Each record below needs to be retyped exactly.

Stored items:
# # # #

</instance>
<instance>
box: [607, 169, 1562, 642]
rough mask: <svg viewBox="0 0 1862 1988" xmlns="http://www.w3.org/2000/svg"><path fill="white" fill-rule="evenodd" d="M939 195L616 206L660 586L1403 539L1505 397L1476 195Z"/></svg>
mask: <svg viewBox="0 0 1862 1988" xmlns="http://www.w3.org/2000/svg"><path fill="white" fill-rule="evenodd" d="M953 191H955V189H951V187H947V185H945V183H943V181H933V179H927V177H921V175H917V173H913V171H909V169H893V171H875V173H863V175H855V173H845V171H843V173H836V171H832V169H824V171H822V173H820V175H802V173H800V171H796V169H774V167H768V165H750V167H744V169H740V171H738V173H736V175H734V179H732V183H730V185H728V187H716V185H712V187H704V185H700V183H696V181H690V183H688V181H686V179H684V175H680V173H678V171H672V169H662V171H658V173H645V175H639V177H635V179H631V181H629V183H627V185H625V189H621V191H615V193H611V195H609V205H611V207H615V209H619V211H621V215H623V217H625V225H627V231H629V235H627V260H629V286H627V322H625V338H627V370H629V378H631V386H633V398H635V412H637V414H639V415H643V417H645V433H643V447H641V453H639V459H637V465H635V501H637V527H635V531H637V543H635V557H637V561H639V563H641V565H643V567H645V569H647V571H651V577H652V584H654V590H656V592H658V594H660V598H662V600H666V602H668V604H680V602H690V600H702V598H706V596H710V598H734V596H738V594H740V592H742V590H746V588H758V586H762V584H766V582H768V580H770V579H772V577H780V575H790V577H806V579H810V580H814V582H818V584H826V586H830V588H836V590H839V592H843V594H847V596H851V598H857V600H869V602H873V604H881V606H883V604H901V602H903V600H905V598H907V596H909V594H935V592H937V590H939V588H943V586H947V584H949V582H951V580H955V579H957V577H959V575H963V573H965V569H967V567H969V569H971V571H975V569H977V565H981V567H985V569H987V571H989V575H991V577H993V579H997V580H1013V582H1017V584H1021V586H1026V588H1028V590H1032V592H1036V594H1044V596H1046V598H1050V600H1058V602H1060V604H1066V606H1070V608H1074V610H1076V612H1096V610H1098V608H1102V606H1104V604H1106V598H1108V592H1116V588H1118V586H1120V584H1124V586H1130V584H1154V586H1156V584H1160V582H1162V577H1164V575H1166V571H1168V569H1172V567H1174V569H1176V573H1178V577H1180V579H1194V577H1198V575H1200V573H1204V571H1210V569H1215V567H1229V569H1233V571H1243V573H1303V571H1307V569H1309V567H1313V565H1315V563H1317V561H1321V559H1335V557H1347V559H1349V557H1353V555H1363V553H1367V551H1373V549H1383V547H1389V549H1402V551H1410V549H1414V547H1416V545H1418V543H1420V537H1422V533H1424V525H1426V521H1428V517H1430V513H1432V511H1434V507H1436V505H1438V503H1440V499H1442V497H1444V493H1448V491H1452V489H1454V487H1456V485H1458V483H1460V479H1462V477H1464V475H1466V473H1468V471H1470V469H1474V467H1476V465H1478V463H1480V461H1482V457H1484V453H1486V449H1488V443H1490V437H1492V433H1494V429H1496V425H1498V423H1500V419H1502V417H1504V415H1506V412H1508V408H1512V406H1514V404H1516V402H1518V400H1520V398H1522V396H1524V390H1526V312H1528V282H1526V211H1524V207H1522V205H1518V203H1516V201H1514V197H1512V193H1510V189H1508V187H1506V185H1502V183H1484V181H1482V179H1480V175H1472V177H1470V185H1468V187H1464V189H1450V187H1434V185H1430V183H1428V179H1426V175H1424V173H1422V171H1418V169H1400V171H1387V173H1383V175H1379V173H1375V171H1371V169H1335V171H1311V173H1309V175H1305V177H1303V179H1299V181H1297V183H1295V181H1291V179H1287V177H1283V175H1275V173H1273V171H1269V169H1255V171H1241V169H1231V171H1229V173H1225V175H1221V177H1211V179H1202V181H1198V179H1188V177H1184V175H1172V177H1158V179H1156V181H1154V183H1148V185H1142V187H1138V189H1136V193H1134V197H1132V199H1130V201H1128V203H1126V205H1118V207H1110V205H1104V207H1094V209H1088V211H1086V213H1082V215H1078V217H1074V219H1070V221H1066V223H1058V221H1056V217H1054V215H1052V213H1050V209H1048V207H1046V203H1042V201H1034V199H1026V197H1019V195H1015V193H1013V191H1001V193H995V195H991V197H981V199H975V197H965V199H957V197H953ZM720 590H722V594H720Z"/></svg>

# # # #

Solution:
</instance>
<instance>
box: [607, 169, 1562, 642]
rough mask: <svg viewBox="0 0 1862 1988" xmlns="http://www.w3.org/2000/svg"><path fill="white" fill-rule="evenodd" d="M939 195L616 206L660 586L1403 539L1505 397L1476 195Z"/></svg>
mask: <svg viewBox="0 0 1862 1988" xmlns="http://www.w3.org/2000/svg"><path fill="white" fill-rule="evenodd" d="M953 191H955V189H951V187H947V185H945V183H943V181H933V179H927V177H921V175H917V173H913V171H909V169H893V171H875V173H863V175H855V173H845V171H843V173H836V171H832V169H824V171H822V173H820V175H802V173H800V171H796V169H774V167H768V165H750V167H744V169H740V171H738V173H736V175H734V179H732V183H730V185H728V187H716V185H712V187H704V185H700V183H696V181H690V183H688V181H686V179H684V175H680V173H678V171H672V169H662V171H658V173H645V175H639V177H635V179H631V181H629V183H627V185H625V189H621V191H615V193H611V195H609V205H611V207H615V209H619V211H621V215H623V217H625V225H627V231H629V235H627V260H629V286H627V322H625V338H627V370H629V378H631V386H633V398H635V412H637V414H639V415H643V417H645V433H643V447H641V453H639V459H637V465H635V501H637V527H635V531H637V543H635V557H637V561H639V563H641V565H643V567H645V569H647V571H651V577H652V584H654V590H656V592H658V594H660V598H662V600H666V602H668V604H680V602H690V600H702V598H706V596H710V598H734V596H738V594H740V592H742V590H746V588H758V586H762V584H766V582H768V580H770V579H772V577H780V575H790V577H806V579H810V580H814V582H818V584H826V586H830V588H836V590H839V592H843V594H847V596H851V598H857V600H869V602H873V604H881V606H883V604H901V602H903V600H905V598H907V596H909V594H935V592H937V590H939V588H943V586H947V584H949V582H951V580H955V579H957V577H959V575H963V573H965V569H967V567H969V569H971V571H975V569H977V565H981V567H985V569H987V571H989V575H991V577H993V579H997V580H1013V582H1017V584H1021V586H1026V588H1028V590H1032V592H1036V594H1044V596H1046V598H1050V600H1058V602H1060V604H1066V606H1070V608H1074V610H1076V612H1096V610H1098V608H1102V606H1104V604H1106V598H1108V592H1116V588H1118V586H1120V584H1124V586H1130V584H1154V586H1156V584H1160V582H1162V577H1164V575H1166V571H1168V569H1172V567H1174V569H1176V573H1178V577H1180V579H1194V577H1198V575H1200V573H1204V571H1210V569H1215V567H1229V569H1233V571H1243V573H1303V571H1307V569H1309V567H1313V565H1315V563H1317V561H1321V559H1335V557H1347V559H1349V557H1353V555H1363V553H1367V551H1373V549H1383V547H1389V549H1402V551H1410V549H1414V547H1416V545H1418V543H1420V537H1422V533H1424V525H1426V521H1428V517H1430V513H1432V511H1434V507H1436V505H1438V503H1440V499H1442V497H1444V493H1448V491H1452V489H1454V487H1456V485H1458V483H1460V479H1462V477H1464V475H1466V473H1468V471H1470V469H1474V467H1476V465H1478V463H1480V461H1482V457H1484V453H1486V449H1488V443H1490V437H1492V433H1494V429H1496V425H1498V423H1500V419H1502V417H1504V415H1506V412H1508V408H1512V406H1514V404H1516V402H1518V400H1520V398H1522V396H1524V390H1526V312H1528V282H1526V211H1524V207H1522V205H1518V203H1516V201H1514V197H1512V193H1510V189H1508V187H1506V185H1502V183H1484V181H1482V179H1480V175H1472V177H1470V185H1468V187H1464V189H1450V187H1434V185H1430V183H1428V179H1426V175H1424V173H1422V171H1418V169H1400V171H1387V173H1383V175H1379V173H1375V171H1371V169H1335V171H1311V173H1309V175H1305V177H1303V179H1299V181H1297V183H1295V181H1291V179H1287V177H1283V175H1275V173H1273V171H1269V169H1255V171H1241V169H1231V171H1229V173H1225V175H1221V177H1211V179H1202V181H1198V179H1188V177H1184V175H1172V177H1158V179H1156V181H1154V183H1148V185H1142V187H1138V189H1136V193H1134V197H1132V199H1130V201H1128V203H1126V205H1118V207H1110V205H1104V207H1094V209H1088V211H1086V213H1082V215H1078V217H1074V219H1070V221H1066V223H1058V221H1056V217H1054V215H1052V213H1050V209H1048V207H1046V203H1042V201H1034V199H1026V197H1019V195H1015V193H1013V191H1001V193H995V195H991V197H981V199H975V197H965V199H957V197H953ZM720 590H722V594H720Z"/></svg>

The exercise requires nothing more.